### What to produce
Repeat the records below exactly, leaving out any pictures.

### Records drawn from a dataset
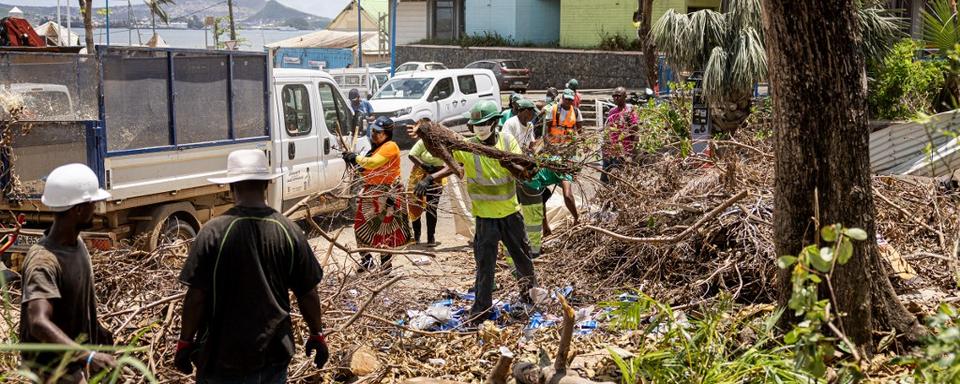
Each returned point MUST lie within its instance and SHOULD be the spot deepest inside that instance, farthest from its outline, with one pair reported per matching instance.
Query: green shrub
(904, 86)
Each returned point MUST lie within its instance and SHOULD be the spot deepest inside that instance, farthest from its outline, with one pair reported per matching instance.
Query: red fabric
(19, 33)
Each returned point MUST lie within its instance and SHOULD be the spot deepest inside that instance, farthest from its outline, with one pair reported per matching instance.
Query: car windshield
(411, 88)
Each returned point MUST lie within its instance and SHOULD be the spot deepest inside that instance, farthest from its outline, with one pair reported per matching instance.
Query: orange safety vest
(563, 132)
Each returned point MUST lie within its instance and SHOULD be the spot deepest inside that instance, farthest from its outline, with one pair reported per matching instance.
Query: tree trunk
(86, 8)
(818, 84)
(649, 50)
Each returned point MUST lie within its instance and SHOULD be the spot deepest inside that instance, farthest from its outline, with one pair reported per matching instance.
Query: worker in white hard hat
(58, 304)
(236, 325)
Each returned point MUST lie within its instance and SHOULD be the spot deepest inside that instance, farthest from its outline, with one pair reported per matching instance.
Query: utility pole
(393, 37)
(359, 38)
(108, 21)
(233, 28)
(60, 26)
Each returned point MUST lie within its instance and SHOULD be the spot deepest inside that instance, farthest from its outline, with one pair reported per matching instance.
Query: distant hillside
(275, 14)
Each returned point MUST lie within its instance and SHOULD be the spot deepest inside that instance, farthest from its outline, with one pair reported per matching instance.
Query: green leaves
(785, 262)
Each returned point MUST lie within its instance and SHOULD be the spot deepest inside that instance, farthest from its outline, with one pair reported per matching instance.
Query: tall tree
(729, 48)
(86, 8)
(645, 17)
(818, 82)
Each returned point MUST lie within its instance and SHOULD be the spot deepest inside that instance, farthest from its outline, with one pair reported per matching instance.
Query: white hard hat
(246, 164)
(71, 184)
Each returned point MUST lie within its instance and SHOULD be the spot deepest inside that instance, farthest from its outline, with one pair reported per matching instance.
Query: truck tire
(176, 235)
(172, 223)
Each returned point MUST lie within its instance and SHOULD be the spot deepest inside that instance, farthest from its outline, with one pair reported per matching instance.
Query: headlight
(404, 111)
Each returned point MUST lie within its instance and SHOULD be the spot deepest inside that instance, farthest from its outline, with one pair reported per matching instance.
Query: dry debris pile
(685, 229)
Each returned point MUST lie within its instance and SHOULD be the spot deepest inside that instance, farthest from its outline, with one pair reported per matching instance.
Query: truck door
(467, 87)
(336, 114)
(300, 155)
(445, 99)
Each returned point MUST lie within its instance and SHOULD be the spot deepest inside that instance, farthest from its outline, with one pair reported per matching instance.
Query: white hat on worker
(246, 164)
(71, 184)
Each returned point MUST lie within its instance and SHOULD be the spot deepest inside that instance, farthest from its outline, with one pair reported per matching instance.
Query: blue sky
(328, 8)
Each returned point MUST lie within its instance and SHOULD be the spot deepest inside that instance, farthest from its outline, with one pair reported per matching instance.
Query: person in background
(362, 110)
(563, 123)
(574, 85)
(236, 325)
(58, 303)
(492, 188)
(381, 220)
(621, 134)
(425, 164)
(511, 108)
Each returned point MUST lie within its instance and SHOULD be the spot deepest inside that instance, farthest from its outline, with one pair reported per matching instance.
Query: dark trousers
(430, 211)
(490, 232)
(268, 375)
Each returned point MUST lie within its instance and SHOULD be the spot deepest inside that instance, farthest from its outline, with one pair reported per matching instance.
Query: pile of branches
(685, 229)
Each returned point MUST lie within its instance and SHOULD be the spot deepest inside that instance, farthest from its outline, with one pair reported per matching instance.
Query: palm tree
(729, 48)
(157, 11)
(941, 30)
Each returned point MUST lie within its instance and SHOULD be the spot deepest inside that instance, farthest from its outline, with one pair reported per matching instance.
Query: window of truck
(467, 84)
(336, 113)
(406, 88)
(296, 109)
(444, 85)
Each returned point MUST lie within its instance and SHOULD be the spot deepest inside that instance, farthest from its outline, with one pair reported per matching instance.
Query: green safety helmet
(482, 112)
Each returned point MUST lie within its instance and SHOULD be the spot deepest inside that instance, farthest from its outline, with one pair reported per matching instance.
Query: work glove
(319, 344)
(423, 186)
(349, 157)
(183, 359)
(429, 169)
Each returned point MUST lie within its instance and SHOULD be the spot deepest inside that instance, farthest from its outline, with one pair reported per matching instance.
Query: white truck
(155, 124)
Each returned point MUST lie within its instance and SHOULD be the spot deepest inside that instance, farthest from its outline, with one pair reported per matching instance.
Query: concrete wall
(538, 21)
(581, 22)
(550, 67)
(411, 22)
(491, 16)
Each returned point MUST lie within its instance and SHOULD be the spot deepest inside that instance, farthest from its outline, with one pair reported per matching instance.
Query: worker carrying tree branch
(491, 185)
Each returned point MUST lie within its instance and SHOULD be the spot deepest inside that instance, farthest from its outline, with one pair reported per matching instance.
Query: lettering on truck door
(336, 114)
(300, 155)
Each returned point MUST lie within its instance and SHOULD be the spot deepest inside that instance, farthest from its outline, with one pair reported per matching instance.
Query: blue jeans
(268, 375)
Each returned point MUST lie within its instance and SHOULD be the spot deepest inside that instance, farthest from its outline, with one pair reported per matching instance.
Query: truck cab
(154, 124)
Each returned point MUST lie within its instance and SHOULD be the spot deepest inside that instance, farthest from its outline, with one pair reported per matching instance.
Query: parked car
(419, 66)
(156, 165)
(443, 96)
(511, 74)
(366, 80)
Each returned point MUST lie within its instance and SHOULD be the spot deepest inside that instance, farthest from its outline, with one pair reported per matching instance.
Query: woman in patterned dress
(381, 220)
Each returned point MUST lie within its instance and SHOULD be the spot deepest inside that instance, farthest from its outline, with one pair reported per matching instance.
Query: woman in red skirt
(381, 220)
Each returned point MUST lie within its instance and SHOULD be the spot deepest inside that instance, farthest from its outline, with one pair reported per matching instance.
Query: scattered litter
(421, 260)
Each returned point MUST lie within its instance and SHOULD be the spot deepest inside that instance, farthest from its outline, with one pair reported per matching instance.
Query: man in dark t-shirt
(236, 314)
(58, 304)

### Finished exercise
Each returned point MUST lie within its instance and SHOULD be the spot deepest inside that instance, farthest from its outline, with one pair reported per matching instance.
Query: green shrub
(904, 86)
Each returned point MUST lie within its instance and SHOULD be the spot deepest inside that instance, farthest from its outline, with one pair reported per matching instance.
Query: red fabric
(19, 33)
Each returned point MUST lie within its instance and SHOULD be the spot deepest inside that instance, farthest from its outline, with one pair reported per matching instance.
Query: car windshield
(411, 88)
Each returned point MUST lie within its instance and SHOULD be the spot deepest inside that instance, farthest from its outline, with one pair reported per matching instance.
Query: orange safety vest
(563, 132)
Each returned point MUST lie within its instance and SHOULD be the spot deepest inside that instance, farthest from its outline, with one pair reported per matching instance.
Query: tree trunk
(86, 8)
(818, 84)
(649, 50)
Each returned point MUST lie within its instance and SHOULD be the spot deepest inside that instance, farthest from its outline, with one pair reported per matching instance.
Query: worker in white hard hat
(58, 304)
(236, 325)
Each returned point MUST lie within its instance and SHOULD be the spot deepest inside that instance, farthest from its outline, with one pair reported per matching instance.
Query: utility pole
(393, 37)
(359, 38)
(108, 21)
(233, 28)
(60, 26)
Each returned point MUST lie within its instance and SHOULD be the spot deepest inside that instance, farthest from its outline, with one pair reported per matching instance.
Query: distant hillside
(275, 14)
Each returned point MUST lie within its instance and SHOULD be the spot deepest inside that instance, farthest from its outline, with one pair reported per matching instance.
Query: green leaves
(785, 262)
Each returned point MUST lie within its instance and SHOULD be the spot deepest inside that instance, farthest from its outline, with one pair reported per matching instance.
Query: tall tree
(729, 48)
(86, 8)
(645, 17)
(818, 82)
Each returned point MUST lie within its instance and SHOULD be the spot deepest inside that instance, farthest from its outline, with one pair reported per matching instance.
Query: white hard hat
(246, 164)
(71, 184)
Each returned point MUST lie within its instance and SHOULD be the spot deepest inside that instance, farthest from its outline, with one pair reported per matching instance.
Query: truck tire
(176, 235)
(172, 223)
Each returned point MUST lie within its instance and SHOULD be the spot deepest inside that instance, farthest from its outline, with one pair reported per matching instance.
Query: headlight
(404, 111)
Each returned point MUST lie within its instance and SHOULD be the spot deepest inside that instance, farthest from its outline, with one pair reported per matching instance.
Query: dry debris pile
(685, 229)
Each returned point MUST lie within its instance and SHOULD be the spot deepest inside that instance, farthest from its outline, with one pair reported per matching instance.
Query: truck door
(467, 87)
(336, 114)
(300, 155)
(445, 99)
Each returned point MUST lie within its instance and SHOULD be the spot deepest inside that instance, farthest from its outline, with one pair reported per matching instance.
Query: white hat on worker
(246, 164)
(71, 184)
Each returned point MUST lie within its instance and SHOULD be the spot deepest inside that instance, farthest from its outline, with one pair reported per matching instance.
Query: blue sky
(328, 8)
Each returned point MUST lie within its instance and SHOULD be the spot deepest inside that instance, farthest from its outline, with one pair reported per matching instance.
Query: person in background
(362, 110)
(563, 123)
(574, 85)
(236, 325)
(58, 303)
(492, 188)
(381, 220)
(621, 134)
(425, 164)
(511, 108)
Each returned point MUST lie within its instance and SHOULD be the spot deepest inside that instance, farthest from its outline, with one pair reported per matching instance.
Query: dark trousers
(430, 211)
(490, 232)
(268, 375)
Each returned point MUST lie within its instance and SHOULD be the spot deepest inside that instance, farthest from its outline, with one pair reported per matching instance.
Query: pile of branches
(685, 229)
Each returned point MUST lie within its instance and SHOULD be the spot deepest inside that instance, farthest from its outline, with one pair reported per matching instance.
Query: palm tree
(729, 48)
(157, 11)
(941, 30)
Each returned point MUST lie within its instance and SHOULD be the spot deepest inside that instance, farthest from its outline, with one pair reported per matching instance.
Query: window of truck
(467, 84)
(336, 113)
(406, 88)
(296, 109)
(444, 85)
Each returned point MUST lie within its instance and SHOULD be the spot deepest inside that instance, farthest from its outline, with one pair reported per matching instance.
Query: green safety helmet
(482, 112)
Each returned point MUST lie within its instance and SHOULD be the spot deepest inside that instance, farthest from its outline, with one pair reported per matching instance.
Query: work glove
(319, 344)
(423, 186)
(349, 157)
(183, 359)
(429, 169)
Each returned point MUST lie within its instance and SHOULD be the spot deepest inside that instance, farthest from its outline, with one pair reported per matching instance.
Query: white truck
(155, 124)
Each returned point MUST lie within its instance and SHOULD be the spot deepest inside that instance, farthest from its outline, with one pair reported per matching instance.
Query: concrete wall
(538, 21)
(581, 22)
(550, 67)
(411, 22)
(491, 16)
Each returned point MUST lie within its instance and SHOULD be the spot deepest inside that instance, farthest from its outline, with one pair reported per matching instance.
Query: worker carrying tree branch
(491, 185)
Each returned point MUST lie within its instance and SHOULD be the spot deepest inside that instance, farthest from its outline, with one pair reported per matching instance.
Query: lettering on truck door
(336, 114)
(300, 155)
Each returned point MUST lie within its instance and SHOULD be the spot deepest inside that instance, farthest from its outline, with one pair reported per matching instance.
Query: blue jeans
(268, 375)
Each returned point MUST lie within its instance and SHOULD be the spot deepest inside that instance, farthest from its outline, with one pair reported per matching instance.
Query: truck cab
(154, 124)
Each returned point MUST lie within its instance and SHOULD be the spot deepest inside that instance, farthest from its outline, with one pair reported per matching instance.
Query: parked car
(419, 66)
(156, 165)
(443, 96)
(511, 74)
(366, 80)
Each returned point MUST lie within its instance and SHOULD be the spot deepest inside that instance, farthest from its outline, with one pair reported per matching instance.
Query: woman in patterned dress
(381, 220)
Each returned point MUST lie within its instance and SHOULD be the spot deepest inside that instance, farthest from its outline, with one pair reported per matching instance.
Query: woman in red skirt
(381, 220)
Each returned point MUST lie within its instance and SHOULD be the spot deepest inside that instance, farthest from its outline, with one pair reported per matching instance.
Query: scattered litter
(421, 260)
Each returned point MUST lie within its instance and SHOULD be the spot deepest inside that instance, farthest from its outline, with one pair reported per matching instance.
Query: man in dark t-shirt
(236, 314)
(58, 304)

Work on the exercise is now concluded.